::: SUPPLIED DATA

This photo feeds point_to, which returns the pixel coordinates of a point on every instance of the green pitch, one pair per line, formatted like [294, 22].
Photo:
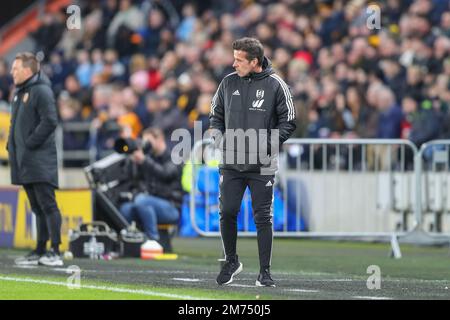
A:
[302, 269]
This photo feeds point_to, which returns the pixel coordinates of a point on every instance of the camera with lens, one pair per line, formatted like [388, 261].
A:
[128, 146]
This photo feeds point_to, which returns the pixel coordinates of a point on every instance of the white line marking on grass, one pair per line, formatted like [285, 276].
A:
[241, 285]
[372, 298]
[105, 288]
[302, 290]
[26, 267]
[187, 279]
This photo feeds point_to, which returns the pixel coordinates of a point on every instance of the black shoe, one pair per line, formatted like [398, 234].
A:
[31, 259]
[229, 270]
[264, 279]
[51, 259]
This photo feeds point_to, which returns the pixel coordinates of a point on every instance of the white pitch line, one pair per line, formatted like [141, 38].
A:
[187, 279]
[241, 285]
[302, 290]
[371, 298]
[105, 288]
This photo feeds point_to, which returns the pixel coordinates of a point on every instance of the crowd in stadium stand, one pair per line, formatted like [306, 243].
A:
[137, 64]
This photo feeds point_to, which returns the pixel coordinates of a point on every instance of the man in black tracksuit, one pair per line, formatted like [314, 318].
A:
[32, 154]
[257, 101]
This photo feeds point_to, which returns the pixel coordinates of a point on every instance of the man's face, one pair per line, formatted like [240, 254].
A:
[242, 65]
[19, 73]
[158, 143]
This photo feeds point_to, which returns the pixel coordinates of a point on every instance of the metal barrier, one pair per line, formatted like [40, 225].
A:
[331, 183]
[433, 165]
[90, 154]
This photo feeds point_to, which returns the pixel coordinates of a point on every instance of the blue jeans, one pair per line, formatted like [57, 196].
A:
[150, 211]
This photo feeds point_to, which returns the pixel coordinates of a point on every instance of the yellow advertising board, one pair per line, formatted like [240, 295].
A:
[75, 207]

::::::

WHAT TO DO.
Tally the lines of the listing in which the word "pitch" occurs, and state the total alone.

OUTPUT OF THE EXERCISE.
2